◆ PAGE EXTRACT:
^^^^
Locavorism or local food movement, a fairly recent trend in food circles, encourages environmentally-minded consumers to limit themselves to eating food grown within 100 miles from their home. <!–more–>
A locavore would argue that transporting food relies on fossil fuels and contributes to global warming. While shopping at farmers markets makes for a lovely pastime and supports some local farmers, it is hardly a sustainable alternative to the food supply chain that ensures that Americans have access to plentiful, affordable and nutritious groceries.
Talking from personal experience, I grew up as a locavore, albeit not by choice. As a young child, I was raised by my grandparents, as traditionally most Eastern Europeans of my generation were. My grandparents were school teachers in a village in the north of Moldova (part of the former Soviet Union). In addition to a full workload at school, they also practiced subsistence farming to get around the constant food shortages of that era. They had a fairly large garden, in which they grew everything from potatoes, carrots, onions, garlic, peppers, tomatoes, to berries, herbs and fruit trees. As a child, I had a blast eating fresh raspberries off the bush and cherries off the tree. For my grandparents, however, the garden was an all-consuming second job whose outcome was often threatened by drought, frost, plant disease and pests. A poor harvest meant less food for my grandparents, as well as for my parents and uncle, who lived in the city and experienced empty shelves and long daily lines in the grocery store for the basic staples.
^^^^
◆ DATA LISTING:
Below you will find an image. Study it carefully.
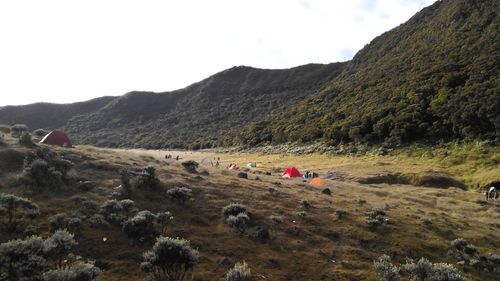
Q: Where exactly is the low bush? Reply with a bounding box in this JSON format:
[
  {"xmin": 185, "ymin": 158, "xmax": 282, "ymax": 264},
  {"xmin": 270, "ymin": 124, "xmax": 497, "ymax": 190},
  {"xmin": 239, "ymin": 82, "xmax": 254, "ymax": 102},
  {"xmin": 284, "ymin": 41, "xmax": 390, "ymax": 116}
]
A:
[
  {"xmin": 122, "ymin": 210, "xmax": 157, "ymax": 242},
  {"xmin": 141, "ymin": 236, "xmax": 199, "ymax": 281},
  {"xmin": 156, "ymin": 212, "xmax": 174, "ymax": 234},
  {"xmin": 335, "ymin": 209, "xmax": 348, "ymax": 219},
  {"xmin": 182, "ymin": 160, "xmax": 198, "ymax": 173},
  {"xmin": 226, "ymin": 262, "xmax": 252, "ymax": 281},
  {"xmin": 373, "ymin": 255, "xmax": 400, "ymax": 281},
  {"xmin": 222, "ymin": 203, "xmax": 247, "ymax": 218},
  {"xmin": 365, "ymin": 208, "xmax": 389, "ymax": 231},
  {"xmin": 374, "ymin": 255, "xmax": 468, "ymax": 281},
  {"xmin": 19, "ymin": 132, "xmax": 36, "ymax": 147},
  {"xmin": 10, "ymin": 124, "xmax": 29, "ymax": 137},
  {"xmin": 167, "ymin": 187, "xmax": 193, "ymax": 204},
  {"xmin": 134, "ymin": 166, "xmax": 160, "ymax": 190},
  {"xmin": 0, "ymin": 193, "xmax": 40, "ymax": 232},
  {"xmin": 43, "ymin": 261, "xmax": 101, "ymax": 281},
  {"xmin": 250, "ymin": 227, "xmax": 271, "ymax": 243},
  {"xmin": 226, "ymin": 213, "xmax": 250, "ymax": 234}
]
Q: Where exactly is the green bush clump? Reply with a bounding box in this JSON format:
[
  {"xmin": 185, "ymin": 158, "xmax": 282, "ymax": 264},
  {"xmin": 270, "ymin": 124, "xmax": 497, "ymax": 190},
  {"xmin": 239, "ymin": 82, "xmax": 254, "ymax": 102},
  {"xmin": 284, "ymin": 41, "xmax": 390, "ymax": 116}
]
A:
^^^^
◆ PROBLEMS TO SOLVE:
A - In the piece on locavorism, how far from home may the food a locavore eats be grown?
B - Using the piece on locavorism, explain in one to three sentences why the writer's grandparents kept a large garden alongside their full teaching workload.
C - Continue the piece on locavorism after its last sentence.

◆ YOUR WRITTEN ANSWERS:
A - Within 100 miles of the consumer's home.

B - They practiced subsistence farming to get around the constant food shortages of that era. The garden supplied them and the family members in the city, who faced empty shelves and long daily lines for basic staples.

C -
Yes, our food supply was local, but it came at a huge price in terms of time and labor, and it was seasonal. Fresh strawberries were only available during the growing season. My grandmother spent weeks canning fruit and pickling vegetables to preserve some of the bounty of summer and fall. Oranges were available only around New Year’s, when state companies gave out a small packet of candy and one or two oranges to each employee. Bananas were an exotic delicacy that I tried only a few times until the Soviet Union collapsed and the market economy started replacing the state-run system.
Americans are blessed to have access to plentiful and affordable food and it is impossible for most to imagine what a grocery store would look like if it were stocked only with products grown within a one-hundred-mile radius, especially in areas that have winter. In these areas, during the winter and spring, produce isles would be practically empty, with no bright greens or colorful fruit. One would also have to forgo tea, coffee, spices and other ubiquitous ingredients that are imported from elsewhere.
Meat production within a local food framework warrants a separate conversation, since cattle and poultry producers need massive amounts of feed to supply meat at rates that keep it affordable.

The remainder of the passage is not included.